Start of Input data

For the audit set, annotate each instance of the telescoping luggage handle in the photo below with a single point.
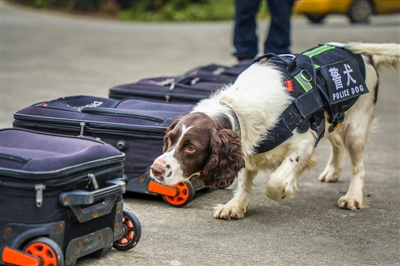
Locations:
(83, 203)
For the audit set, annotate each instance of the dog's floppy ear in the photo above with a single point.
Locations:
(225, 162)
(171, 127)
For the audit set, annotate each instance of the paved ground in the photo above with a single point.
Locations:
(49, 55)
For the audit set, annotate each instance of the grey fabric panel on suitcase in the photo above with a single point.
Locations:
(167, 89)
(136, 127)
(37, 168)
(196, 84)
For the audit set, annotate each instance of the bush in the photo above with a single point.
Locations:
(149, 10)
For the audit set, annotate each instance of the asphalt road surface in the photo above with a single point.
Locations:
(46, 55)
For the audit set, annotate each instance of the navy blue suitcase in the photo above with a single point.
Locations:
(136, 127)
(167, 89)
(194, 85)
(61, 199)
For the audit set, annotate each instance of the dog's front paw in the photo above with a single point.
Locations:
(330, 174)
(351, 202)
(228, 211)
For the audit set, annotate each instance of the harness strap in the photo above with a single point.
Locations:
(296, 115)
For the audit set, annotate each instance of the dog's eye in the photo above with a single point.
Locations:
(190, 148)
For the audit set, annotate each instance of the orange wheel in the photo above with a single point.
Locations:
(184, 196)
(46, 249)
(132, 232)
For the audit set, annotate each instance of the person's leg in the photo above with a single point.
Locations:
(278, 39)
(244, 36)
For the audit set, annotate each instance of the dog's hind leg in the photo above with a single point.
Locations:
(236, 207)
(355, 138)
(333, 168)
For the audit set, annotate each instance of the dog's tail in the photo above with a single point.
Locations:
(385, 54)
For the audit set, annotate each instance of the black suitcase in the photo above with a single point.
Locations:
(61, 199)
(136, 127)
(194, 85)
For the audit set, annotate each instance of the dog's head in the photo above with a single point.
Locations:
(195, 144)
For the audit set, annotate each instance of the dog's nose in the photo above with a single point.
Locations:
(157, 169)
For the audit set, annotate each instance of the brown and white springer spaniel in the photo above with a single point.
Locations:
(217, 139)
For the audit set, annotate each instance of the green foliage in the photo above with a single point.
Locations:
(182, 10)
(152, 10)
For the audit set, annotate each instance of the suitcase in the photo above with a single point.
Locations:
(136, 127)
(218, 73)
(194, 85)
(61, 199)
(167, 89)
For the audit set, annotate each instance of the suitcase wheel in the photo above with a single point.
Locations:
(183, 197)
(132, 232)
(46, 249)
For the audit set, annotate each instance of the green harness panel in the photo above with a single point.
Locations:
(325, 78)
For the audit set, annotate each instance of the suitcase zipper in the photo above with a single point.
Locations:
(123, 94)
(103, 111)
(34, 122)
(15, 158)
(40, 187)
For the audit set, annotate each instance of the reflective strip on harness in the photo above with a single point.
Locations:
(303, 81)
(319, 50)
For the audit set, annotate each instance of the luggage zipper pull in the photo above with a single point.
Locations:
(82, 124)
(194, 81)
(92, 179)
(39, 194)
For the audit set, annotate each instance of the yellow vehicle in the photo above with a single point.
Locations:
(358, 11)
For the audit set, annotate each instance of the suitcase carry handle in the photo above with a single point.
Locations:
(78, 200)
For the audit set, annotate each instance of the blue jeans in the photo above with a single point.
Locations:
(245, 39)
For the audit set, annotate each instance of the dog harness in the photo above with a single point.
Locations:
(325, 78)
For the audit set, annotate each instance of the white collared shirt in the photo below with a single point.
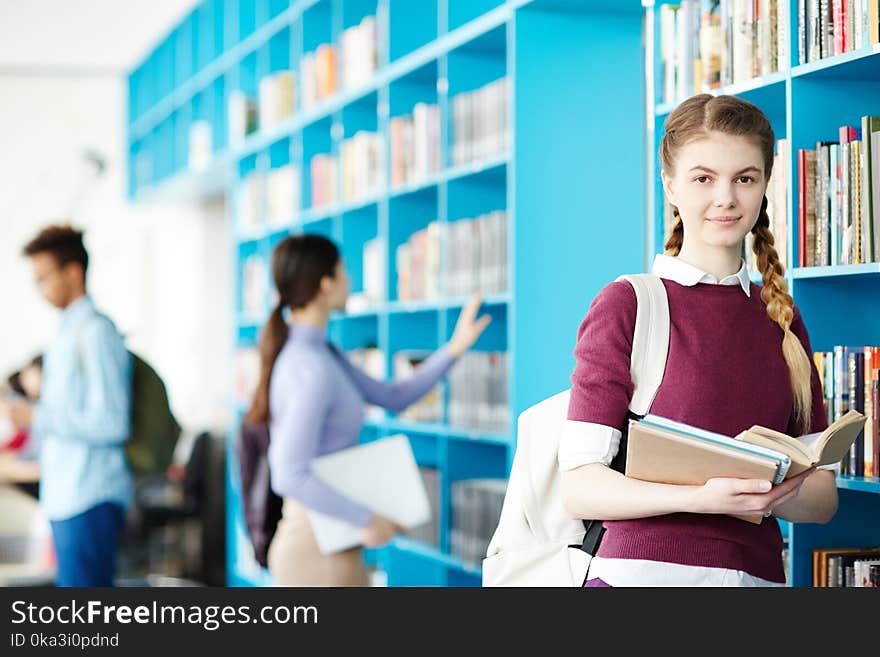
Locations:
(683, 273)
(586, 442)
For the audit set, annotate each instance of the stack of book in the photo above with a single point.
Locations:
(415, 145)
(277, 98)
(418, 265)
(839, 198)
(707, 44)
(324, 179)
(479, 123)
(851, 567)
(362, 164)
(247, 374)
(242, 117)
(200, 149)
(375, 270)
(665, 451)
(254, 287)
(250, 205)
(282, 195)
(476, 259)
(777, 195)
(833, 27)
(478, 396)
(429, 533)
(428, 408)
(358, 49)
(318, 75)
(851, 381)
(476, 509)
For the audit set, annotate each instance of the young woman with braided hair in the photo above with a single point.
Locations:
(738, 356)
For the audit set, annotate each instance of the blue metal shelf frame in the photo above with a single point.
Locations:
(547, 180)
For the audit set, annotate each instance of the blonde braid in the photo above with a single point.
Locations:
(780, 308)
(676, 237)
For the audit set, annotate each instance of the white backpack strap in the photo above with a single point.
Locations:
(650, 339)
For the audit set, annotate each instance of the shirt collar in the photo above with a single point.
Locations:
(683, 273)
(77, 309)
(307, 333)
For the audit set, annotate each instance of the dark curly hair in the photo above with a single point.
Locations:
(63, 242)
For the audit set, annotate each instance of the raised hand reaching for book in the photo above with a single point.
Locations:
(468, 329)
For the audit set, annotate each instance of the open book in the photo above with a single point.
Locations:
(823, 448)
(666, 451)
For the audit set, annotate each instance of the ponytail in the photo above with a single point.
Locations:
(272, 339)
(780, 308)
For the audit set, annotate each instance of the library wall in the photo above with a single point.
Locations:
(165, 298)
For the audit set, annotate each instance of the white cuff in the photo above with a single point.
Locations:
(581, 443)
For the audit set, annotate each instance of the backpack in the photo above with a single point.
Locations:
(262, 506)
(154, 430)
(536, 542)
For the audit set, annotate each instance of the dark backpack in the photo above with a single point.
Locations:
(262, 507)
(154, 430)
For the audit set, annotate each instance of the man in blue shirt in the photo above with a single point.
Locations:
(82, 419)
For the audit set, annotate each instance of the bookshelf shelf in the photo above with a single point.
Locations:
(431, 52)
(805, 103)
(418, 548)
(448, 431)
(863, 64)
(865, 269)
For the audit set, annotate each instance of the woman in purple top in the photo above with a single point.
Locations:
(739, 355)
(313, 400)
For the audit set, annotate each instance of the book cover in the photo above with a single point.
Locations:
(856, 370)
(855, 188)
(868, 434)
(802, 207)
(810, 201)
(875, 429)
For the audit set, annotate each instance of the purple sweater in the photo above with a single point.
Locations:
(725, 372)
(316, 407)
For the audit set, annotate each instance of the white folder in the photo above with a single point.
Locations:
(381, 475)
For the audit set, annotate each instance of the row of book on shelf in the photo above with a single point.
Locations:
(833, 27)
(476, 259)
(849, 567)
(839, 198)
(479, 123)
(476, 509)
(415, 145)
(321, 74)
(477, 386)
(707, 44)
(850, 379)
(273, 198)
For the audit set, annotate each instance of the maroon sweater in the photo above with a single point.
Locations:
(725, 372)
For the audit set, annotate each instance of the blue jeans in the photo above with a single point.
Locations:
(86, 545)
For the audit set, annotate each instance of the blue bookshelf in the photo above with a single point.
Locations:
(562, 199)
(806, 103)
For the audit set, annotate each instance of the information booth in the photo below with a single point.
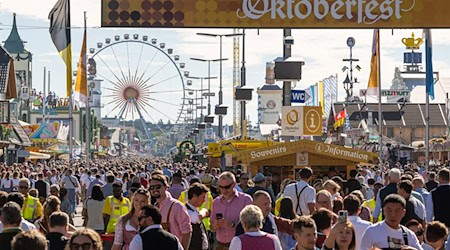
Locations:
(286, 158)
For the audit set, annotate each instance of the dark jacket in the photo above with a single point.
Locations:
(57, 241)
(441, 204)
(158, 238)
(6, 237)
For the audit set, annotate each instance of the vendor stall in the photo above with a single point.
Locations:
(304, 153)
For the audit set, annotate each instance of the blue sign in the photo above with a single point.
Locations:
(298, 96)
(412, 57)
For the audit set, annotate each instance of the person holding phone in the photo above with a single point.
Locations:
(226, 209)
(342, 236)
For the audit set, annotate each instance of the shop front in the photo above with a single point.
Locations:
(286, 158)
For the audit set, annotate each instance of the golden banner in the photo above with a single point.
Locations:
(276, 13)
(306, 146)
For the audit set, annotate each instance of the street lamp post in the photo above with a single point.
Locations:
(220, 81)
(209, 77)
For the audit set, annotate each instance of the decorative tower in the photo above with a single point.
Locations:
(23, 67)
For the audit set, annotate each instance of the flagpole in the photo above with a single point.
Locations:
(427, 130)
(48, 93)
(88, 111)
(380, 114)
(43, 98)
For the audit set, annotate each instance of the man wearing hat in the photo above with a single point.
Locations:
(260, 184)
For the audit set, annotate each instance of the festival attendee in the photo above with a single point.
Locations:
(197, 194)
(305, 233)
(226, 209)
(243, 182)
(302, 194)
(175, 218)
(96, 181)
(30, 240)
(431, 183)
(93, 210)
(435, 235)
(11, 218)
(251, 218)
(128, 225)
(370, 204)
(153, 235)
(352, 182)
(52, 204)
(85, 239)
(280, 195)
(260, 185)
(19, 199)
(66, 206)
(58, 230)
(176, 188)
(43, 187)
(262, 200)
(389, 233)
(353, 206)
(324, 200)
(418, 229)
(391, 188)
(115, 206)
(439, 204)
(414, 208)
(206, 205)
(341, 237)
(332, 187)
(72, 184)
(107, 188)
(32, 208)
(323, 219)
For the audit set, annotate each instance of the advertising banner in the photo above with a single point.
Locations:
(276, 13)
(301, 120)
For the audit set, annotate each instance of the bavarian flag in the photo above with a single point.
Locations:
(60, 32)
(339, 119)
(81, 81)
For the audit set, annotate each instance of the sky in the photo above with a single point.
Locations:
(321, 49)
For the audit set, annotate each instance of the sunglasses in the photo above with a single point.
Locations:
(226, 187)
(85, 246)
(155, 187)
(142, 217)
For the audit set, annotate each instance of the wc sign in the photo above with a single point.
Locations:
(299, 96)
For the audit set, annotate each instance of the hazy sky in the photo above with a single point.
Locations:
(322, 50)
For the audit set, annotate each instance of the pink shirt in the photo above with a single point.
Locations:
(230, 211)
(180, 222)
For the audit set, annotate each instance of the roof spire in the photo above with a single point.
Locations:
(14, 43)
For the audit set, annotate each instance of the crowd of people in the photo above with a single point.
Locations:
(156, 203)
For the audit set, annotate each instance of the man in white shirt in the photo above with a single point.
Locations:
(19, 199)
(389, 233)
(196, 196)
(303, 196)
(153, 236)
(353, 206)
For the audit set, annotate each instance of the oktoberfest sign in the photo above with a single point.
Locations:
(301, 120)
(276, 13)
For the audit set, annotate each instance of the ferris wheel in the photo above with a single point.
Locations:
(141, 79)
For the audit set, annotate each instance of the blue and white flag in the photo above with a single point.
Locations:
(429, 64)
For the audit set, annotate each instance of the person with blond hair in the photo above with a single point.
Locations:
(29, 240)
(85, 239)
(251, 218)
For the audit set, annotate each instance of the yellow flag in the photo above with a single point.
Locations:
(81, 82)
(372, 86)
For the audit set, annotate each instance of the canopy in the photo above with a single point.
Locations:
(38, 156)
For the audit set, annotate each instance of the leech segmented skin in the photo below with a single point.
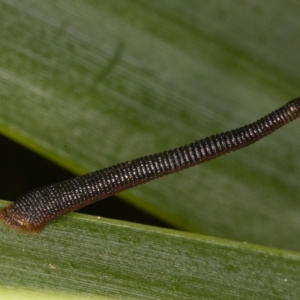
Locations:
(34, 210)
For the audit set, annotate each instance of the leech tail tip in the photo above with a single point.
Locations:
(12, 220)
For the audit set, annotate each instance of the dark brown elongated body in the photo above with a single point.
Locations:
(34, 210)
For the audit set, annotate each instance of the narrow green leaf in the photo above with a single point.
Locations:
(92, 83)
(89, 258)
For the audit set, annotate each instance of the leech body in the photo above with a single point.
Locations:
(34, 210)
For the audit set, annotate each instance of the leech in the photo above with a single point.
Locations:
(34, 210)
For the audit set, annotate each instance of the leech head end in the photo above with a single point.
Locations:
(13, 220)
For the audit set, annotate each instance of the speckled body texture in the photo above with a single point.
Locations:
(33, 210)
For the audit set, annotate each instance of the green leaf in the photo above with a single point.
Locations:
(89, 84)
(89, 258)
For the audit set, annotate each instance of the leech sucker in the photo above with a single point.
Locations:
(34, 210)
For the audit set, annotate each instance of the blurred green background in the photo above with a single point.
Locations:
(94, 83)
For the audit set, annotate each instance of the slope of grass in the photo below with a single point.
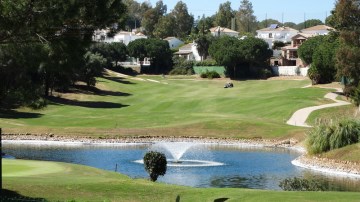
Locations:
(348, 153)
(200, 107)
(81, 183)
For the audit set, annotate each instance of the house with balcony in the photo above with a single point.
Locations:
(318, 30)
(221, 31)
(189, 52)
(276, 33)
(289, 54)
(174, 42)
(122, 36)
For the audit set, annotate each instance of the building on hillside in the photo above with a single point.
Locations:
(289, 55)
(221, 31)
(318, 30)
(122, 36)
(174, 42)
(189, 52)
(276, 33)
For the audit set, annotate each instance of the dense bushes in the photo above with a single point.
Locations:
(298, 184)
(206, 63)
(155, 164)
(327, 137)
(182, 67)
(210, 75)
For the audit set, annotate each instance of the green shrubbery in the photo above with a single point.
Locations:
(155, 164)
(206, 63)
(182, 67)
(210, 75)
(327, 137)
(298, 184)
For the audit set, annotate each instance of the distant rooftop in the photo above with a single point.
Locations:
(275, 27)
(222, 29)
(318, 27)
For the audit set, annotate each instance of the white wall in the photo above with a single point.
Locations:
(289, 71)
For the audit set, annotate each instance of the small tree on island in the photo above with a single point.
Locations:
(155, 164)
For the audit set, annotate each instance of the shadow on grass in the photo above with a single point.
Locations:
(95, 91)
(88, 104)
(118, 80)
(8, 195)
(12, 114)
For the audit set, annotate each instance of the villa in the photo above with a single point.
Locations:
(122, 36)
(221, 31)
(276, 33)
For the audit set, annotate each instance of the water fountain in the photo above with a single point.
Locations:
(177, 151)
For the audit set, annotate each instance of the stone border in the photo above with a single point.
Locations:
(329, 166)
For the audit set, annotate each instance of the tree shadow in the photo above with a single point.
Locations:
(12, 114)
(8, 195)
(95, 91)
(87, 104)
(118, 80)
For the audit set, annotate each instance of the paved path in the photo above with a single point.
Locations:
(300, 116)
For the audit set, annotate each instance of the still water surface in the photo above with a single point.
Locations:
(251, 167)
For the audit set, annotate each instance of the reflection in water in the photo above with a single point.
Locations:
(259, 168)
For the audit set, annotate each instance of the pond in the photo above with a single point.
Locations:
(202, 165)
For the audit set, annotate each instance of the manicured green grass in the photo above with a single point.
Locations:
(82, 183)
(179, 108)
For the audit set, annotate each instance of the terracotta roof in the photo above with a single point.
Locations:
(169, 38)
(140, 34)
(186, 47)
(268, 29)
(222, 29)
(303, 35)
(318, 27)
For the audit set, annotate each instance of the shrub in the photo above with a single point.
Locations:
(206, 63)
(326, 137)
(298, 184)
(265, 73)
(210, 75)
(346, 132)
(182, 67)
(155, 164)
(314, 75)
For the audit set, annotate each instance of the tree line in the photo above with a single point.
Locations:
(337, 55)
(44, 46)
(156, 22)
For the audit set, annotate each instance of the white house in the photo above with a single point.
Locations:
(220, 31)
(318, 30)
(276, 33)
(122, 36)
(189, 52)
(174, 42)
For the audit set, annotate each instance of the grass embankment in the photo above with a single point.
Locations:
(128, 107)
(66, 182)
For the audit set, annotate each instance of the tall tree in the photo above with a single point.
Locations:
(203, 43)
(347, 14)
(165, 27)
(225, 51)
(246, 20)
(224, 16)
(151, 17)
(134, 14)
(184, 21)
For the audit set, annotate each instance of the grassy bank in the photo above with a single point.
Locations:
(129, 107)
(66, 182)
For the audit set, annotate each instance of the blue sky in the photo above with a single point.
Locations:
(293, 11)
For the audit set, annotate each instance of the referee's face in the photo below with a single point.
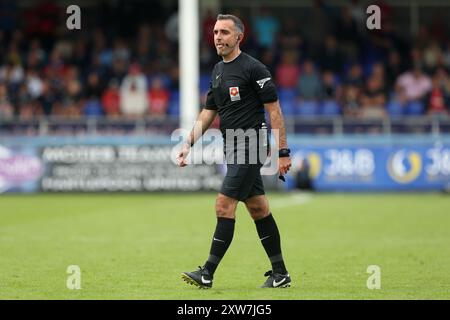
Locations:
(225, 37)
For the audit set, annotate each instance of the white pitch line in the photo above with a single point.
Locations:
(293, 200)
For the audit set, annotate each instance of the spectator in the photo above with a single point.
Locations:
(331, 89)
(437, 101)
(373, 99)
(6, 107)
(394, 68)
(330, 57)
(309, 86)
(351, 101)
(413, 85)
(111, 99)
(290, 37)
(288, 71)
(133, 93)
(266, 27)
(159, 98)
(432, 56)
(355, 75)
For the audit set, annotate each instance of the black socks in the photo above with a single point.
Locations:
(270, 239)
(221, 241)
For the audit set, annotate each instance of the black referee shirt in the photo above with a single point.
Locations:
(238, 90)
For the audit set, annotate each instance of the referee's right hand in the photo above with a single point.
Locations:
(182, 155)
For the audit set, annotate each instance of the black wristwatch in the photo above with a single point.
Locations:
(284, 153)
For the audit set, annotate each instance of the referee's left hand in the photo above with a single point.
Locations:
(284, 164)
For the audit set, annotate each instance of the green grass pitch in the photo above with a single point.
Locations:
(136, 246)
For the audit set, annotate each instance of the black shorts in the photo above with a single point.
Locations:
(242, 181)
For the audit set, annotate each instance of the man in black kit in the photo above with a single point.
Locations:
(241, 89)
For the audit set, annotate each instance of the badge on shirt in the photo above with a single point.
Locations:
(234, 94)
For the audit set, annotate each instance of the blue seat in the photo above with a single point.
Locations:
(204, 82)
(415, 108)
(395, 109)
(287, 100)
(93, 108)
(308, 108)
(174, 103)
(330, 108)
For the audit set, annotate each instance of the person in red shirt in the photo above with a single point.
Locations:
(159, 98)
(436, 100)
(111, 99)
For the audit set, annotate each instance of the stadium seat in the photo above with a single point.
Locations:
(308, 108)
(287, 101)
(174, 103)
(204, 82)
(395, 109)
(93, 108)
(415, 108)
(330, 108)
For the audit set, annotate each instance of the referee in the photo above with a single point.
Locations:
(241, 89)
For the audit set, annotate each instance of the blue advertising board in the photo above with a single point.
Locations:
(141, 163)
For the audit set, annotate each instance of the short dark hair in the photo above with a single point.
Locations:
(237, 22)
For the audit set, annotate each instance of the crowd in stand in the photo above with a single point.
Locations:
(334, 67)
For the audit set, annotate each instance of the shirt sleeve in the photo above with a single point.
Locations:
(263, 84)
(210, 103)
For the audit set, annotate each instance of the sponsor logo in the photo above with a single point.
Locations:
(404, 167)
(262, 82)
(234, 94)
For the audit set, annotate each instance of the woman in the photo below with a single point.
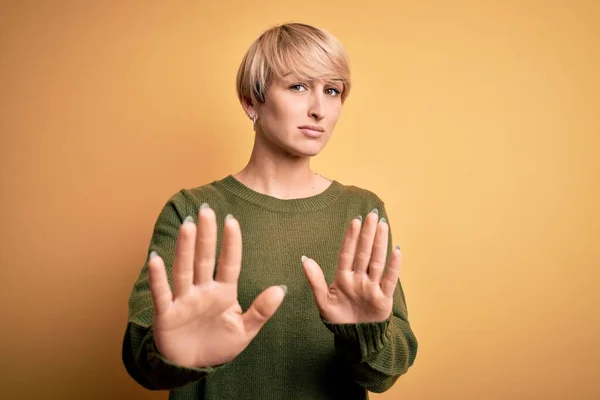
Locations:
(187, 331)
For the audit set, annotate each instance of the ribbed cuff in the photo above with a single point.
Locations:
(168, 373)
(359, 342)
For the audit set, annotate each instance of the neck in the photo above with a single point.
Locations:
(281, 176)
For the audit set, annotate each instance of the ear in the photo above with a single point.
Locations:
(248, 107)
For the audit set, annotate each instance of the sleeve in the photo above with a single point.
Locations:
(141, 358)
(378, 353)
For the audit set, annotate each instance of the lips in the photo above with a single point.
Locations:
(312, 128)
(312, 133)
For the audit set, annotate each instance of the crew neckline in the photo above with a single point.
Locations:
(311, 203)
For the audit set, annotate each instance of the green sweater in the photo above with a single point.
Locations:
(297, 354)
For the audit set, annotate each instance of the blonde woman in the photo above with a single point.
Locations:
(274, 282)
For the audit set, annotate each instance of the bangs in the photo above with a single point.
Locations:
(302, 50)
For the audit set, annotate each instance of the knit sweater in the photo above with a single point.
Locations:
(297, 354)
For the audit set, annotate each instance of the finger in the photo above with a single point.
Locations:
(316, 280)
(230, 260)
(206, 245)
(379, 254)
(183, 261)
(346, 257)
(390, 278)
(263, 308)
(159, 284)
(365, 242)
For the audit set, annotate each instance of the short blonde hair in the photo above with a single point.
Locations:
(296, 48)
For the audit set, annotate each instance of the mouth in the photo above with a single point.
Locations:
(311, 131)
(313, 128)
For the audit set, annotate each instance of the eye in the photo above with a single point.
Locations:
(333, 92)
(297, 87)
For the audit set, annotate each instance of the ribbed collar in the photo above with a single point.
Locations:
(316, 202)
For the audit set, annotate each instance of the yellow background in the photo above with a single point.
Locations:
(477, 123)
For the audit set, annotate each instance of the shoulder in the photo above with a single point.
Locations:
(361, 193)
(187, 200)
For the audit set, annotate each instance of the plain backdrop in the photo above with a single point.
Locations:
(476, 122)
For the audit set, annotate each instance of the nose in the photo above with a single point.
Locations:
(315, 108)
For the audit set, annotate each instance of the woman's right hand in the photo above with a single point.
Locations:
(201, 324)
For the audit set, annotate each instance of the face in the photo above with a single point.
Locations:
(299, 115)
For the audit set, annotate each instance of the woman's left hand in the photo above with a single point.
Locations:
(361, 291)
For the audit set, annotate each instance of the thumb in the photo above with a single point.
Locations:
(263, 308)
(316, 280)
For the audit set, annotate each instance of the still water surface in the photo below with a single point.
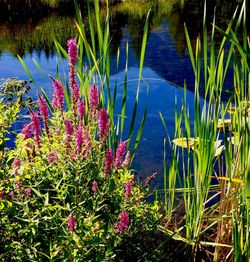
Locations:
(166, 62)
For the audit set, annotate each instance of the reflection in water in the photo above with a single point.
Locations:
(166, 55)
(25, 35)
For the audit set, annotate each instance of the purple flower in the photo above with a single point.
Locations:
(26, 131)
(126, 162)
(128, 189)
(36, 127)
(44, 111)
(103, 124)
(12, 194)
(17, 163)
(88, 142)
(120, 151)
(19, 184)
(81, 108)
(3, 194)
(69, 131)
(53, 157)
(28, 192)
(123, 223)
(94, 186)
(79, 139)
(58, 95)
(68, 126)
(72, 51)
(71, 223)
(108, 162)
(93, 97)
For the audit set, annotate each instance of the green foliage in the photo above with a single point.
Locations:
(59, 202)
(214, 151)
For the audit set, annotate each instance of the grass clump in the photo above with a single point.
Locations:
(211, 155)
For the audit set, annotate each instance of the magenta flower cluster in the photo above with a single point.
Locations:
(58, 96)
(123, 223)
(44, 111)
(36, 127)
(120, 152)
(71, 223)
(128, 189)
(93, 97)
(108, 162)
(103, 124)
(72, 51)
(94, 186)
(26, 131)
(81, 109)
(72, 54)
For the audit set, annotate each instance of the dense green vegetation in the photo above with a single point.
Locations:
(68, 192)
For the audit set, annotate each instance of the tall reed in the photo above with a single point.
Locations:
(214, 159)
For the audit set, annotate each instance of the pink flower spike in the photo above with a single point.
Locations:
(81, 108)
(71, 223)
(94, 186)
(68, 126)
(128, 189)
(79, 139)
(108, 162)
(36, 127)
(123, 223)
(44, 111)
(58, 95)
(93, 97)
(27, 192)
(53, 157)
(16, 164)
(103, 124)
(12, 194)
(26, 131)
(72, 51)
(120, 151)
(127, 160)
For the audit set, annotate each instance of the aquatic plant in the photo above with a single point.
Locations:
(63, 196)
(211, 156)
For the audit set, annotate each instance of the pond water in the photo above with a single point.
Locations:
(166, 62)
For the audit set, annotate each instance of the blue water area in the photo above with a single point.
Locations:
(166, 66)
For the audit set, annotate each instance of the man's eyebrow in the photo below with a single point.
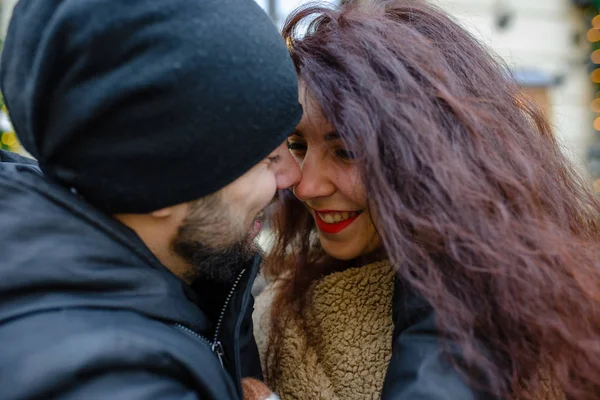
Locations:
(331, 136)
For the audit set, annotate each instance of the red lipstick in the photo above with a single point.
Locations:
(336, 227)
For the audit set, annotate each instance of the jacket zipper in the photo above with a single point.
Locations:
(215, 346)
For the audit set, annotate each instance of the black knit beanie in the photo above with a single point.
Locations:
(143, 104)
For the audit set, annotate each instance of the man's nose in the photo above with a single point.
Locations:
(288, 172)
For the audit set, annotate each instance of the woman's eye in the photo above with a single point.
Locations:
(345, 155)
(297, 149)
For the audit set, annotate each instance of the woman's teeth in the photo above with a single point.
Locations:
(335, 217)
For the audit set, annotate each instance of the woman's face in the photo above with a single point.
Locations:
(330, 186)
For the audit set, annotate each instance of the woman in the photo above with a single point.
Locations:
(439, 245)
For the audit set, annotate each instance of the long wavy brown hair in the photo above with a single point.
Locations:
(477, 207)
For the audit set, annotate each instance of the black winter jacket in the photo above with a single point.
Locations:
(88, 312)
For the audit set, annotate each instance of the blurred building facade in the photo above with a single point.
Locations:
(547, 45)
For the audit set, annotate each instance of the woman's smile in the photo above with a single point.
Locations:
(334, 221)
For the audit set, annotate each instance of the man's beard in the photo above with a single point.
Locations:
(221, 264)
(212, 242)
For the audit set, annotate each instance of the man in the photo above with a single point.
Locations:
(126, 258)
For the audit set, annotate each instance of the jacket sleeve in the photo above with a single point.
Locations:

End of Input data

**Your assignment:**
Which of the lines above contain "blonde"? Return them all.

**Task result:**
For the audit set, annotate each instance of the blonde braid in the photo above with a single point.
For the audit set, annotate each instance of the blonde woman in the photo above with a single point.
For the audit set, annotate each instance of the short blonde hair in the photo above with a single point.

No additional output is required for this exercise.